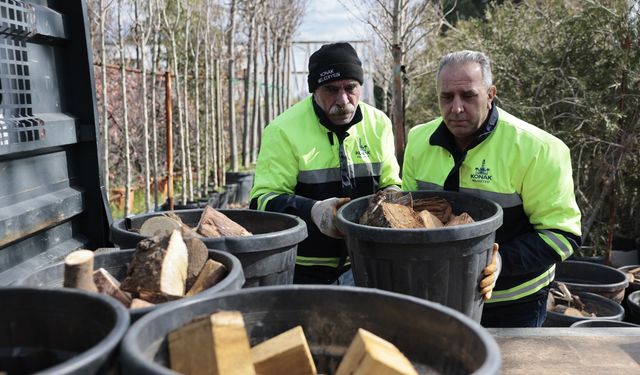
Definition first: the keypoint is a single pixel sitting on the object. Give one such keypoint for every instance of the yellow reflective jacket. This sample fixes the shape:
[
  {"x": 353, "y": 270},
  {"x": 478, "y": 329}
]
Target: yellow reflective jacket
[{"x": 521, "y": 167}]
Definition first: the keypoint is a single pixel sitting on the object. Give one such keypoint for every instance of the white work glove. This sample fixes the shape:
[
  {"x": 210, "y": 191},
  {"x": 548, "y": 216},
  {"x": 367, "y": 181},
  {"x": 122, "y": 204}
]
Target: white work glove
[
  {"x": 323, "y": 215},
  {"x": 491, "y": 273},
  {"x": 391, "y": 188}
]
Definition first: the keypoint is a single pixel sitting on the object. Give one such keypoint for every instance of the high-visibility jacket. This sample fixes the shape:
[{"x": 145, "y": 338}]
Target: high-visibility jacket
[
  {"x": 524, "y": 169},
  {"x": 302, "y": 161}
]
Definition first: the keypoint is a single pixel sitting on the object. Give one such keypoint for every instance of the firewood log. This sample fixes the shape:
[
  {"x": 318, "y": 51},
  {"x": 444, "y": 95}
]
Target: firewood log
[
  {"x": 108, "y": 285},
  {"x": 463, "y": 218},
  {"x": 198, "y": 255},
  {"x": 159, "y": 266},
  {"x": 430, "y": 220},
  {"x": 439, "y": 207},
  {"x": 78, "y": 271},
  {"x": 213, "y": 223}
]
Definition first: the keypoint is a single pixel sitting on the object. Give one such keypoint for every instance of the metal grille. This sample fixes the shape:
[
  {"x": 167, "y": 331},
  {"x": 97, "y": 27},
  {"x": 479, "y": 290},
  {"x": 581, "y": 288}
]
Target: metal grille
[{"x": 17, "y": 122}]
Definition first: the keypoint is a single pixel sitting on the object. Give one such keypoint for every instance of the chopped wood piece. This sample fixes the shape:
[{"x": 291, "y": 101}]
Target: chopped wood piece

________________________

Cel: Wypisz powyższe wiersze wszystkich wpisów bez żadnych zmian. Obrazy pomiń w odpowiedzi.

Wynik zadania:
Definition first: the keypoint is a single pixel sitting on the object. Give one such keypoint for every instance of the yellow reflective jacket. This sample fixes the shape:
[
  {"x": 353, "y": 270},
  {"x": 478, "y": 329}
]
Target: yellow reflective jacket
[{"x": 521, "y": 167}]
Definition first: the keypoint is a single pixel sitting on the object. Give one such keypoint for every instance of the white work glove. This sample fixes the shape:
[
  {"x": 210, "y": 191},
  {"x": 548, "y": 216},
  {"x": 367, "y": 181},
  {"x": 122, "y": 204}
]
Target: white work glove
[
  {"x": 323, "y": 215},
  {"x": 491, "y": 273},
  {"x": 391, "y": 188}
]
Definition first: the keypoint is a single pixel sitting on the object. Give one such keypoint for every instance of the high-visibility jacket. This sample fixes the shape:
[{"x": 145, "y": 338}]
Target: high-visibility jacket
[
  {"x": 524, "y": 169},
  {"x": 302, "y": 161}
]
Definition first: the keypoint is a single pixel sitting on the object. Give one such keypoint for every instance of the firewood log. This sample fixes the shape:
[
  {"x": 318, "y": 51},
  {"x": 444, "y": 95}
]
Target: firewood log
[
  {"x": 108, "y": 285},
  {"x": 463, "y": 218},
  {"x": 198, "y": 255},
  {"x": 159, "y": 266},
  {"x": 430, "y": 220},
  {"x": 439, "y": 207},
  {"x": 78, "y": 271},
  {"x": 213, "y": 223}
]
Definition first: the keypoint is a single pixel sitting on the object. Give one such keypoint for every instance of the metal grille. This sample fixes the shape:
[
  {"x": 167, "y": 331},
  {"x": 97, "y": 27},
  {"x": 479, "y": 290},
  {"x": 581, "y": 288}
]
Target: metal grille
[{"x": 17, "y": 122}]
Definition first: the keypoint is a single pixel sitting on the object. Give one such keypoint for every instance of the chopped wood piece. This sample fixes the shape:
[{"x": 291, "y": 101}]
Target: chopped wood piece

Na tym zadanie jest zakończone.